Data extracted from a collection
################

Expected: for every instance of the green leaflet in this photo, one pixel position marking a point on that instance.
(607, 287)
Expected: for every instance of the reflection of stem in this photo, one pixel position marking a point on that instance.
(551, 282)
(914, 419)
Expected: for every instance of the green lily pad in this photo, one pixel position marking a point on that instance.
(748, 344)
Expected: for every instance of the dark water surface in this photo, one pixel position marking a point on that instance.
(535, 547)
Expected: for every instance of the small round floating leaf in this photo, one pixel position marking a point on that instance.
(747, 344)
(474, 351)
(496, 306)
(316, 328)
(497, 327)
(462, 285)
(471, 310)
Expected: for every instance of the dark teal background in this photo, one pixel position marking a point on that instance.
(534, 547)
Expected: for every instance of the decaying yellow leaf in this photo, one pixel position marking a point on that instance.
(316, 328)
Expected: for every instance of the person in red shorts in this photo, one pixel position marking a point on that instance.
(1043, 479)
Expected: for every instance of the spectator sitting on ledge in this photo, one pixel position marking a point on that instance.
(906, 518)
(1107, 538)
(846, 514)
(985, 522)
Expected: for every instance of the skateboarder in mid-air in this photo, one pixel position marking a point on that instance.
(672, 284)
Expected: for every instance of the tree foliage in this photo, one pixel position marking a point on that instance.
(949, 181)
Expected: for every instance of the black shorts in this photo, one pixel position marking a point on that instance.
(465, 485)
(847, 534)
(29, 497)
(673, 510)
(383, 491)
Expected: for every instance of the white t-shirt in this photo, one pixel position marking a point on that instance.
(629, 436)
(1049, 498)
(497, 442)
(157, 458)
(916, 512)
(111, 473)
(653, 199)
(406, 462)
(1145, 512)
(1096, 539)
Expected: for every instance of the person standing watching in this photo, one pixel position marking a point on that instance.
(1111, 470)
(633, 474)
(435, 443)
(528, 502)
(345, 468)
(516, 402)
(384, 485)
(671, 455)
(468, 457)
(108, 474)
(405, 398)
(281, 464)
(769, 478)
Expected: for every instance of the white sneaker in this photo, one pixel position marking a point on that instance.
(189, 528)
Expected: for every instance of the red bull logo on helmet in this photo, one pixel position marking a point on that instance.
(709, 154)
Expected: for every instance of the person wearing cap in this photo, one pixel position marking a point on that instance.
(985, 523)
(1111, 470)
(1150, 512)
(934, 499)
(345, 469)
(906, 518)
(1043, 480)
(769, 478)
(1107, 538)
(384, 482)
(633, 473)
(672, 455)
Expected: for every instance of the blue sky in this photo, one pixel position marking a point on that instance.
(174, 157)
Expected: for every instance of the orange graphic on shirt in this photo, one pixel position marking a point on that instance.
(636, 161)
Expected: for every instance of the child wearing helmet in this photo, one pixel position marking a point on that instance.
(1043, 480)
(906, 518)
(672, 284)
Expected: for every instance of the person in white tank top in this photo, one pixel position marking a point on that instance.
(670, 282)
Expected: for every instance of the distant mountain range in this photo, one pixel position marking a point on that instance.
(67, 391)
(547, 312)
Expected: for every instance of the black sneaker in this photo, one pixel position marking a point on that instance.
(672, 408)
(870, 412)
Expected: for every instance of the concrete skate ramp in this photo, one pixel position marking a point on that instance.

################

▶ [ACTIVITY]: Reproduce every record exactly, line by line.

▶ [EXERCISE OUTPUT]:
Expected: for every instance of the green leaflet in this photo, one pixel position marking a point on that instance.
(607, 287)
Expected: for every instance of the reflection of stem in this photo, one pixel position marking a point on that instance.
(551, 282)
(914, 419)
Expected: for every instance of the green lily pad in this photo, one pixel position marking a point on that instance.
(748, 344)
Expected: for every instance of the dark water surface in this photo, one pixel position marking a point on that instance.
(535, 547)
Expected: for every instance of the small round floating leaf in this photo, one pixel position marking a point on that instance.
(747, 344)
(474, 351)
(496, 306)
(316, 328)
(497, 327)
(462, 285)
(471, 310)
Expected: for every instance of the dark teal background in this photo, one pixel position marking a point on that instance.
(534, 547)
Expected: for every instance of the decaying yellow leaf in this photo, one pixel position marking a point on that instance.
(316, 328)
Expected: for every instance of the person in red shorts in this photo, one pixel position marking a point on that instance.
(1043, 479)
Expected: for every instance of the spectator sitting on ledge in this photo, one pixel position marking a point on that instance.
(906, 518)
(1107, 538)
(846, 514)
(985, 522)
Expected: for every instance of the skateboarder in mid-air in this photo, one pixel position marking a point on that instance.
(672, 284)
Expected: for every instance of the tree foliage in this photo, one pixel position marking a point on that instance.
(949, 181)
Expected: for every instance of the black shorts in this photo, one pixel position marking a point on that instance.
(465, 485)
(847, 534)
(29, 497)
(673, 510)
(383, 491)
Expected: for every instance of the white t-shirt in this photo, one pixel position marking a point on that instance.
(629, 436)
(1049, 498)
(497, 442)
(157, 458)
(916, 512)
(111, 473)
(653, 199)
(406, 462)
(1145, 512)
(1096, 539)
Expected: for every instance of the person standing watching in this photo, one pixel position marking a point on that instance.
(1111, 470)
(633, 474)
(435, 443)
(528, 502)
(345, 468)
(516, 402)
(384, 485)
(671, 455)
(468, 457)
(108, 474)
(405, 398)
(281, 464)
(769, 478)
Expected: for every instance of the white sneaker in this photo, one pixel position marking a point on that instance.
(189, 528)
Expected: for every instance of the red bull logo on helmet in this photo, one pixel position marking a point on that instance.
(709, 154)
Expected: for every instance of the person wearing cap in this photo, one pixel position marking a point on that instance.
(985, 523)
(1111, 470)
(1150, 512)
(934, 499)
(345, 469)
(906, 518)
(1043, 480)
(769, 478)
(1107, 538)
(384, 482)
(633, 473)
(672, 455)
Expected: for every instance of the blue sky in this photo, one pixel position marking a point on that instance.
(174, 157)
Expected: for every instance of the orange graphic on shirt in this photo, one pixel position marking a point on that instance.
(636, 161)
Expected: for every instance of the child wearing helmet in this photo, one pixel position marking a point on that instance.
(1043, 480)
(906, 518)
(672, 284)
Expected: for every instance of the person in white tank top in this photo, one pixel position marking a point on that instance.
(670, 282)
Expected: for every instance of the distant mountain range in this photo, one pixel position marking a point on that instance.
(67, 391)
(547, 312)
Expected: for every instance of the black sneaker in this photo, one pixel position marking a point on that instance.
(672, 408)
(870, 412)
Expected: for every instance of the concrete skate ramp in this photo, one pixel position marking a point on that instance.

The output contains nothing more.